INSTRUCCIÓN: ¿Puedes extraer del pasaje proporcionado, sin cambiar nada, el fragmento entre "A mediados de" y "evidentemente muy distinto.", ambos incluidos?

PASAJE PROPORCIONADO:

A mediados de la década de los setenta Ingmar Bergman se ve obligado a exiliarse de su país natal, Suecia, por un turbio asunto fiscal. El más importante cineasta sueco de la historia tendrá entonces que hacer cine fuera de su tierra, con fortuna incierta. Uno de los trabajos de aquellos días de desasosiego fue El huevo de la serpiente, rodada en coproducción entre Alemania y Estados Unidos, país este último donde ya se había afincado otro ilustre inmigrante (bien que por motivos muy distintos), el italiano Dino de Laurentiis, que curiosamente produjo en el mismo año este extraño drama bergmaniano y la primera secuela de King Kong, en un registro evidentemente muy distinto.

DATOS PROPORCIONADOS:
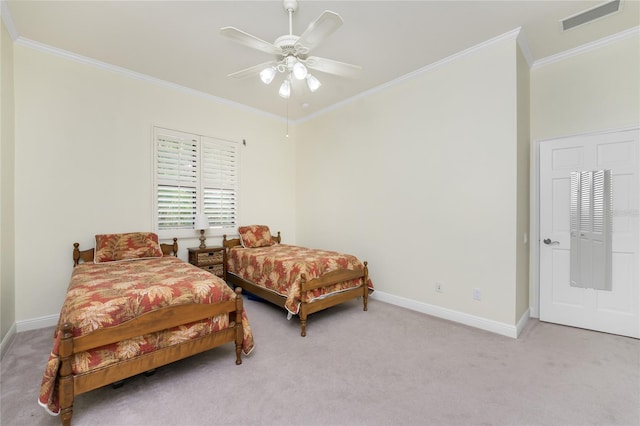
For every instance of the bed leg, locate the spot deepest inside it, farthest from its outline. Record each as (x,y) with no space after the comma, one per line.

RESPUESTA COMPLETA:
A mediados de la década de los setenta Ingmar Bergman se ve obligado a exiliarse de su país natal, Suecia, por un turbio asunto fiscal. El más importante cineasta sueco de la historia tendrá entonces que hacer cine fuera de su tierra, con fortuna incierta. Uno de los trabajos de aquellos días de desasosiego fue El huevo de la serpiente, rodada en coproducción entre Alemania y Estados Unidos, país este último donde ya se había afincado otro ilustre inmigrante (bien que por motivos muy distintos), el italiano Dino de Laurentiis, que curiosamente produjo en el mismo año este extraño drama bergmaniano y la primera secuela de King Kong, en un registro evidentemente muy distinto.